■ What to do
How many lines in the rows below contain the word "clod"? Give only the number.
**** Information given
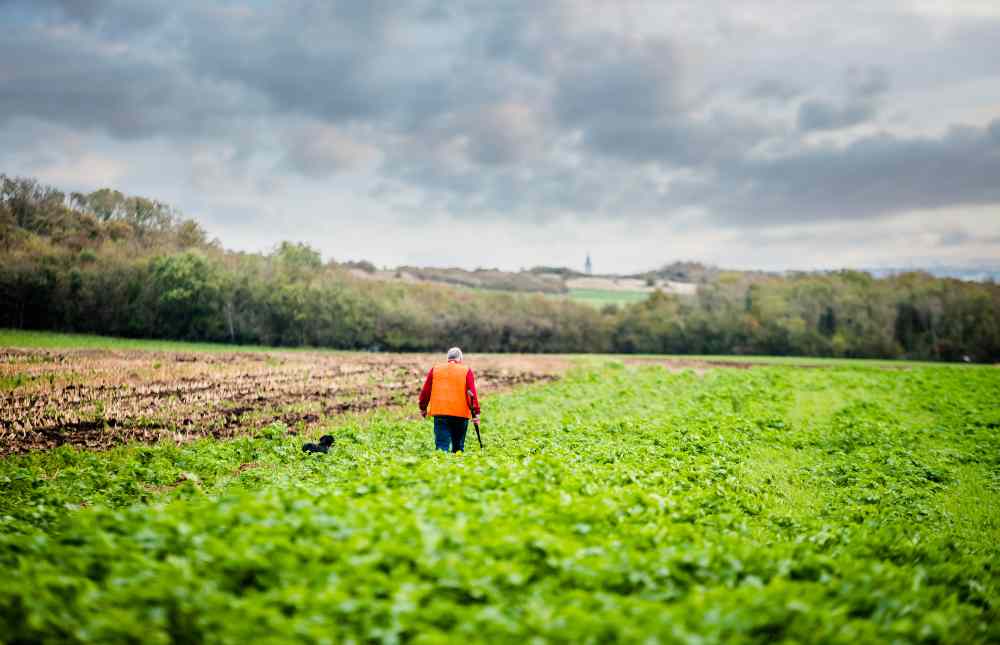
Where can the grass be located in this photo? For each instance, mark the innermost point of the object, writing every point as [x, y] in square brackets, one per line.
[621, 504]
[602, 297]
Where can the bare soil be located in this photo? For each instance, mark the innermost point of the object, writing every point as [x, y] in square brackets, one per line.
[101, 398]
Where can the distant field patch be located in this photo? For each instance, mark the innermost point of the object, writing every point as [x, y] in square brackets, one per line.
[601, 297]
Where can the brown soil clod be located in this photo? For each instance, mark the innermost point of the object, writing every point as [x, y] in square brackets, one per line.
[100, 398]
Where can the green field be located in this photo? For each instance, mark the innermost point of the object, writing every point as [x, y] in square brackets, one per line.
[601, 297]
[636, 504]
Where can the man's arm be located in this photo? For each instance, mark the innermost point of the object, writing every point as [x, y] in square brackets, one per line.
[470, 386]
[425, 393]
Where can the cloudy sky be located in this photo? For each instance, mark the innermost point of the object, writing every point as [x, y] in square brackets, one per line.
[752, 134]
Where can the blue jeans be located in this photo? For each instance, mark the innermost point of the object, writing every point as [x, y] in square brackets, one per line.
[449, 433]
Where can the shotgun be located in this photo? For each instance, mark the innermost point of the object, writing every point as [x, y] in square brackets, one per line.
[468, 394]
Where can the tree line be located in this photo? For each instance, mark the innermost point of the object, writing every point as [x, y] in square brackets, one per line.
[108, 263]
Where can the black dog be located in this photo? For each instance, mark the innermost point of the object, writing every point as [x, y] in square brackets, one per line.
[323, 446]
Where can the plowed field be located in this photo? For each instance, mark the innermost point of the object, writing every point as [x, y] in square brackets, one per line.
[99, 398]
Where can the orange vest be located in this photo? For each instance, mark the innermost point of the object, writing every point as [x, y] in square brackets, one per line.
[448, 391]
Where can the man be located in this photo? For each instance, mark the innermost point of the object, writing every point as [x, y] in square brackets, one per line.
[449, 395]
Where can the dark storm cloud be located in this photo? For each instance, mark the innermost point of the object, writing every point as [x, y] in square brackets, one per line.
[773, 90]
[864, 87]
[495, 107]
[62, 79]
[872, 177]
[816, 114]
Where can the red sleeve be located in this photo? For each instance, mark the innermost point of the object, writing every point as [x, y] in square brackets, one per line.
[470, 386]
[425, 393]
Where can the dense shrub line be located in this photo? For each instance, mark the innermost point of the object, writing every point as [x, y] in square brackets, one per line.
[110, 264]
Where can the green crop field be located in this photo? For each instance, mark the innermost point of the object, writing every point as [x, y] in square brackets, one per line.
[601, 297]
[623, 502]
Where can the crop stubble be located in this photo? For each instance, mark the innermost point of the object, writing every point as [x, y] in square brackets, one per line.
[100, 398]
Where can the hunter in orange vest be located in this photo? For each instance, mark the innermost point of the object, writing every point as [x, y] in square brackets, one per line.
[449, 395]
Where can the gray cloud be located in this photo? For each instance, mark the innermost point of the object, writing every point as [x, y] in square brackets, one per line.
[864, 87]
[872, 177]
[523, 111]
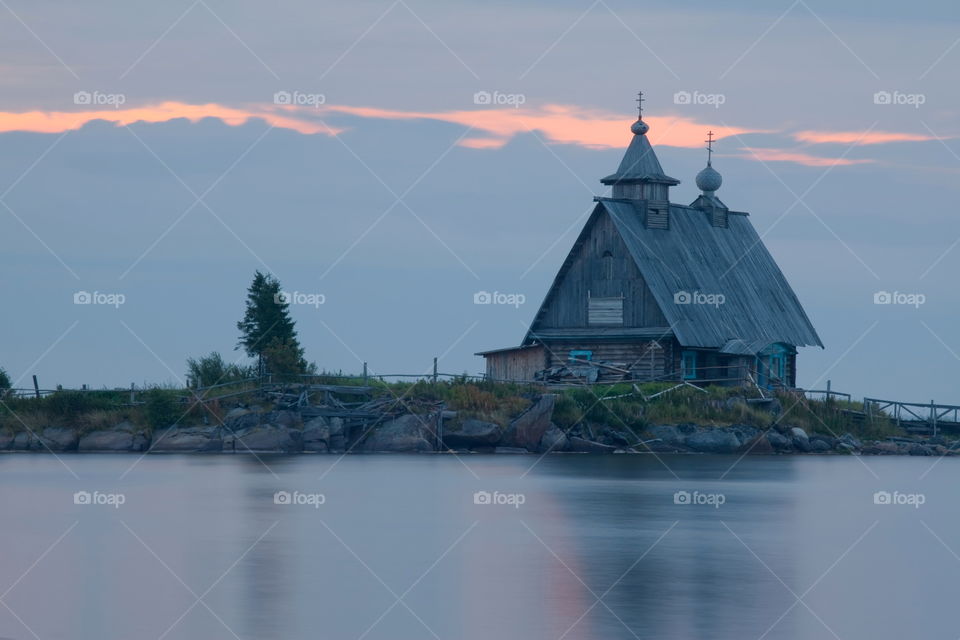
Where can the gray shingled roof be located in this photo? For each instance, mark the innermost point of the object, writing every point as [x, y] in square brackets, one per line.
[693, 256]
[639, 163]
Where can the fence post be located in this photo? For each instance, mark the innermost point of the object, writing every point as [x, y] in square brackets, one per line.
[933, 417]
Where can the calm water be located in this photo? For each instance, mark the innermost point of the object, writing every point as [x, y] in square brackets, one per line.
[598, 549]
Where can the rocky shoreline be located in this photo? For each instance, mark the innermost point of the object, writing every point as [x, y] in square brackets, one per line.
[248, 429]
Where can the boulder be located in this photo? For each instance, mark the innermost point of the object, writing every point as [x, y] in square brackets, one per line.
[758, 446]
[670, 434]
[778, 441]
[472, 433]
[316, 435]
[819, 445]
[510, 450]
[409, 433]
[714, 440]
[554, 439]
[241, 419]
[59, 439]
[187, 440]
[112, 440]
[851, 440]
[528, 428]
[801, 440]
[265, 438]
[580, 445]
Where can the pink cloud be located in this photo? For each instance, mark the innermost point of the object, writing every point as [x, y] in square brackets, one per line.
[858, 137]
[799, 157]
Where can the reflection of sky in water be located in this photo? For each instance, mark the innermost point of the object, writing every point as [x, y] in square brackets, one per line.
[407, 527]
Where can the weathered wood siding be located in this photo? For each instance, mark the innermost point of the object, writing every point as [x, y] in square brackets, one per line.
[516, 364]
[602, 265]
[642, 358]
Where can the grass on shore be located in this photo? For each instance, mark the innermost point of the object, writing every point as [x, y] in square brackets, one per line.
[622, 407]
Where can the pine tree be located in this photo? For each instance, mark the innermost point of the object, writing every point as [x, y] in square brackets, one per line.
[267, 326]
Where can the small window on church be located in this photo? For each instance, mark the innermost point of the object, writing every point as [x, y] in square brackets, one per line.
[605, 311]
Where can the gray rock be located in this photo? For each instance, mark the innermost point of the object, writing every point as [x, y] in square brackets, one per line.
[510, 450]
[714, 440]
[59, 439]
[316, 435]
[112, 440]
[554, 439]
[528, 428]
[409, 433]
[266, 438]
[819, 445]
[801, 441]
[580, 445]
[24, 441]
[188, 440]
[472, 433]
[778, 441]
[851, 440]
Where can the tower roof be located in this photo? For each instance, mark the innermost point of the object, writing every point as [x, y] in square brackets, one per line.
[640, 163]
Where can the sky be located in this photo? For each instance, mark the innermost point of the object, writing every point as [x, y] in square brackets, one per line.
[389, 160]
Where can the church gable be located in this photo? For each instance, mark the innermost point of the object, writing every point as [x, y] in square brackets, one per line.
[599, 285]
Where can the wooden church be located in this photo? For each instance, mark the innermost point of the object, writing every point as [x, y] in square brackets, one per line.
[655, 290]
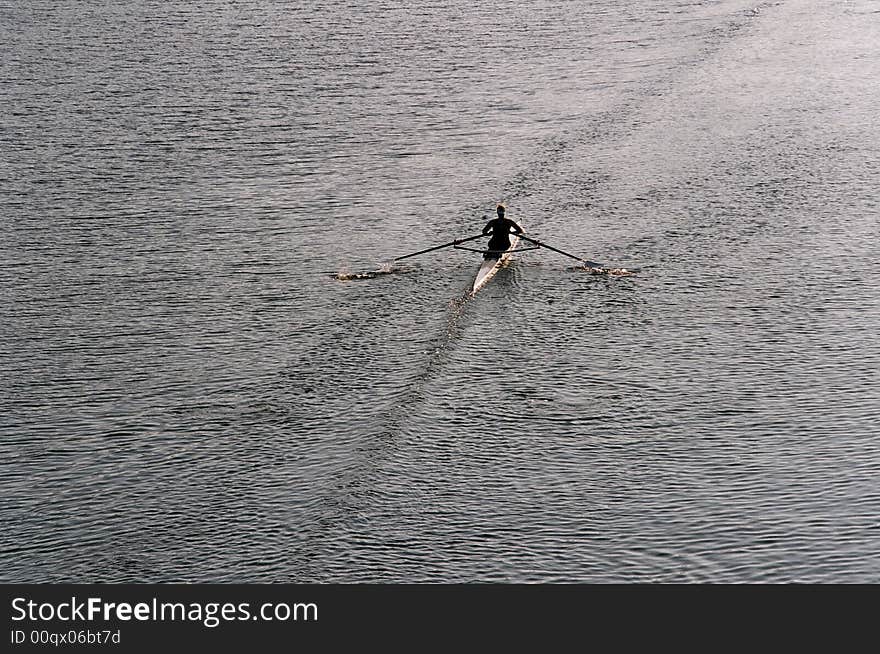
********
■ Written answer
1